[Entries taken from a collection]
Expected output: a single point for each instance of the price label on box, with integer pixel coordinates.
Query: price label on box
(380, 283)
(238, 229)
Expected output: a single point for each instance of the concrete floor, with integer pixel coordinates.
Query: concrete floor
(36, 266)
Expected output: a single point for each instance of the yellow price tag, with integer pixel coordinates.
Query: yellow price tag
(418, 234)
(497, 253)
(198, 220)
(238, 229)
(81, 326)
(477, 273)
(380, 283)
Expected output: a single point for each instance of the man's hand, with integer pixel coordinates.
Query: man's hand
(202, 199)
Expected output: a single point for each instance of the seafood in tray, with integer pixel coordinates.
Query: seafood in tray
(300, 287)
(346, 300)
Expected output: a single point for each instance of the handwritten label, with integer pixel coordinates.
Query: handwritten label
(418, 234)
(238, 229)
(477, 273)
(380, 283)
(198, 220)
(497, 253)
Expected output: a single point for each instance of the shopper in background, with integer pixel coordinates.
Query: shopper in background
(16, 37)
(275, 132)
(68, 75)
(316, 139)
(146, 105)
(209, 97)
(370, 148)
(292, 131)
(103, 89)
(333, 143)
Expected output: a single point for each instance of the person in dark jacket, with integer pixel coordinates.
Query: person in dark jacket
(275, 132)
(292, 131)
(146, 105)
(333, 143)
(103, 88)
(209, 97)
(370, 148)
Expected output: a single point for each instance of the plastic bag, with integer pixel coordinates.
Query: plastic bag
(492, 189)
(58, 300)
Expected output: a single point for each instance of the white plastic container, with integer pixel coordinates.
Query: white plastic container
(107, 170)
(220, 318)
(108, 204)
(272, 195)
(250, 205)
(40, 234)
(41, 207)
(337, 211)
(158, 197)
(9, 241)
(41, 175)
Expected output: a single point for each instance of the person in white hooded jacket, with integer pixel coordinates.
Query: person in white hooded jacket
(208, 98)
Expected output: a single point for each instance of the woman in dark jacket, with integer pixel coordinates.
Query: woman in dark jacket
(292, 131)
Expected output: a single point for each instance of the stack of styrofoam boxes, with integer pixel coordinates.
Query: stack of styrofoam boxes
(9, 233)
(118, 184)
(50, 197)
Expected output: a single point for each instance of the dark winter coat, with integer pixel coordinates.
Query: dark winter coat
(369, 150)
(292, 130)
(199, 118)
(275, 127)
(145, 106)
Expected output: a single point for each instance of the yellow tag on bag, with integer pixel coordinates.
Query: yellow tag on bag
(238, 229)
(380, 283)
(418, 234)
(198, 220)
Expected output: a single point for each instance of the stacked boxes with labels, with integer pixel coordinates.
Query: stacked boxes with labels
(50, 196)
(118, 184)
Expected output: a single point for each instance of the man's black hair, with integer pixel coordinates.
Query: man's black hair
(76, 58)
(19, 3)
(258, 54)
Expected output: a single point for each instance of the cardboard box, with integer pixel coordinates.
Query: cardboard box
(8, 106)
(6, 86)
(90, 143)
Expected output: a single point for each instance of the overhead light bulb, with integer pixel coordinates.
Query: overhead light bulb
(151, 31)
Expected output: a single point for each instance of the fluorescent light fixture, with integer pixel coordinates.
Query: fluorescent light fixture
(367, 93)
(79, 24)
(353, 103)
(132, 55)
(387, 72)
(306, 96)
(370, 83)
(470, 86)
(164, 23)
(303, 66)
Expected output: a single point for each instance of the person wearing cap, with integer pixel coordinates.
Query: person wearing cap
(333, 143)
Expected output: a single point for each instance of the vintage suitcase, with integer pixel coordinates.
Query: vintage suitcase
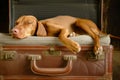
(46, 58)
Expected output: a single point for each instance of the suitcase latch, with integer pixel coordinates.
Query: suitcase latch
(91, 56)
(52, 52)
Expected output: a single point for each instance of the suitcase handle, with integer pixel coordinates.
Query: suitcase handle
(53, 71)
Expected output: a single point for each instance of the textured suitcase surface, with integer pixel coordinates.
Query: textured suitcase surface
(45, 63)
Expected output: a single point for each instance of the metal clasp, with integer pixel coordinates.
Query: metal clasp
(7, 55)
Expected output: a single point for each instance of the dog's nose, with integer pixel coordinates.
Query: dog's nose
(15, 31)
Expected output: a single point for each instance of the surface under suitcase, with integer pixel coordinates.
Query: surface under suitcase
(41, 62)
(36, 62)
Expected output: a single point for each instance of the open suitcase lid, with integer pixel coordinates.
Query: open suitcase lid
(90, 9)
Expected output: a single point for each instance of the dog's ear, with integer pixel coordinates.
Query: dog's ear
(41, 31)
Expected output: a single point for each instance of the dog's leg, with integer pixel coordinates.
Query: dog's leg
(70, 44)
(89, 27)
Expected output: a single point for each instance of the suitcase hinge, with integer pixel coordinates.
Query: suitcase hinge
(7, 55)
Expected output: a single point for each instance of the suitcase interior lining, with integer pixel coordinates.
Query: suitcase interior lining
(33, 40)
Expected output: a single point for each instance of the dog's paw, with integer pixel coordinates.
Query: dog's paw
(99, 51)
(74, 47)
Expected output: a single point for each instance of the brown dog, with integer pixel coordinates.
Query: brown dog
(60, 26)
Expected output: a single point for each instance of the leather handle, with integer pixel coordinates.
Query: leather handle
(52, 71)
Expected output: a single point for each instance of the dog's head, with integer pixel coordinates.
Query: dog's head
(26, 26)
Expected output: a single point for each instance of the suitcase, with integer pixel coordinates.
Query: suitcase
(46, 58)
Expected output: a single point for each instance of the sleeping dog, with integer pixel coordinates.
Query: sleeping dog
(59, 26)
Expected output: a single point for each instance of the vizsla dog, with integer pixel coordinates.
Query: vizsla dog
(61, 27)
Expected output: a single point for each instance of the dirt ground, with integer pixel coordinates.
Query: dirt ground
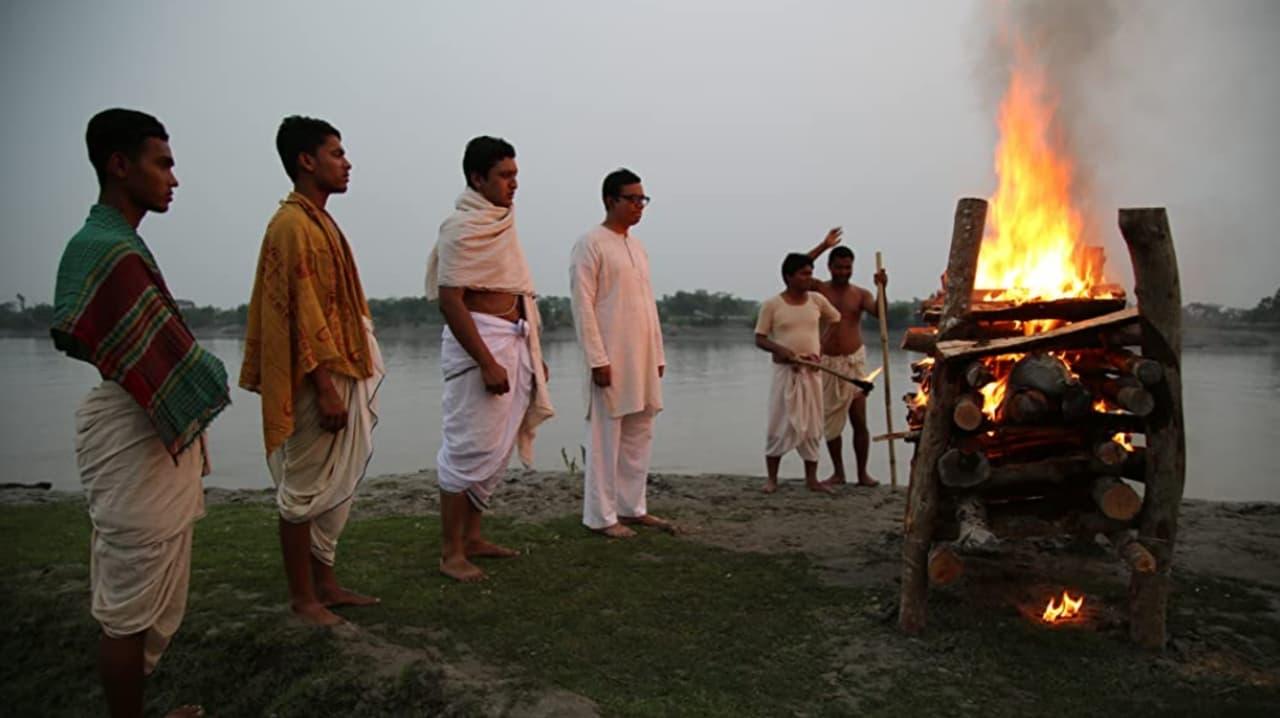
(854, 539)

**Task goal:** Retype, word for word, only the lines from the line with "Expected output: a single point for each instance of the brown" to the final line of the listing above; the pictures do not belong in the copy.

**Solution to this problem:**
Expected output: a single point for each instance of the brown dog, with integer pixel coordinates.
Query: brown dog
(60, 26)
Expected output: a single point for each instance of the leather handle, with integer pixel coordinates.
Query: leather handle
(52, 71)
Expected output: a single point for each instance of the dog's head, with integer pixel coordinates.
Query: dog's head
(26, 26)
Expected output: a single point for each instance of the suitcase, with integer pixel coordinates.
Query: suitcase
(46, 58)
Expected output: a single point for each instance of the sleeping dog, with integer pixel coordinates.
Query: sleeping dog
(59, 26)
Expected output: a single point for each instance of the vizsla dog, with integer pixel coordinates.
Query: vizsla dog
(61, 27)
Expected output: a single point for each instance of the dirt ground, with integer pixel coordinates.
Query: dirt ground
(854, 539)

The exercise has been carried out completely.